Aufgabenliste:
A. Führen Sie sämtliche Zeitangaben auf, die der bereitgestellte Text über Oliver Krüger enthält.
B. Welchen Lehrstuhl hat Oliver Krüger laut dem bereitgestellten Text inne?
C. Extrahieren Sie aus dem bereitgestellten Text den Abschnitt von "Ein Gespräch mit" bis einschließlich "diese Hoffnungen kommen.".

Ein Gespräch mit Prof. Oliver Krüger, Universität Fribourg April 2023, Fribourg
Professor Oliver Krüger ist Inhaber des Lehrstuhls für Religionswissenschaft an der Universität Freiburg. Der ausgebildete Soziologe beschäftigt sich seit seiner Doktorarbeit vor zwei Jahrzehnten mit dem Posthumanismus. Sein neuestes Buch, eine vollständig aktualisierte Ideengeschichte des Post- und Transhumanismus, Virtualität und Unsterblichkeit, erschien 2019. Ein besonderer Schwerpunkt in diesem Buch liegt darauf, wie sich Post- und Transhumanistinnen und Transhumanisten eine Zukunft vorstellen, in der die Menschheit eine virtuelle Unsterblichkeit erreicht hat – und woher diese Hoffnungen kommen.

Gespeicherte Daten:
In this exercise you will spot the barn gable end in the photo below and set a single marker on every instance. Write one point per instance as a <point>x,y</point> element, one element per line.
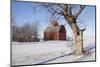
<point>55,32</point>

Lösungen der Aufgaben:
A.
- April 2023
- vor zwei Jahrzehnten
- 2019

B. Den Lehrstuhl für Religionswissenschaft an der Universität Freiburg.

C.
Ein Gespräch mit Prof. Oliver Krüger, Universität Fribourg April 2023, Fribourg
Professor Oliver Krüger ist Inhaber des Lehrstuhls für Religionswissenschaft an der Universität Freiburg. Der ausgebildete Soziologe beschäftigt sich seit seiner Doktorarbeit vor zwei Jahrzehnten mit dem Posthumanismus. Sein neuestes Buch, eine vollständig aktualisierte Ideengeschichte des Post- und Transhumanismus, Virtualität und Unsterblichkeit, erschien 2019. Ein besonderer Schwerpunkt in diesem Buch liegt darauf, wie sich Post- und Transhumanistinnen und Transhumanisten eine Zukunft vorstellen, in der die Menschheit eine virtuelle Unsterblichkeit erreicht hat – und woher diese Hoffnungen kommen.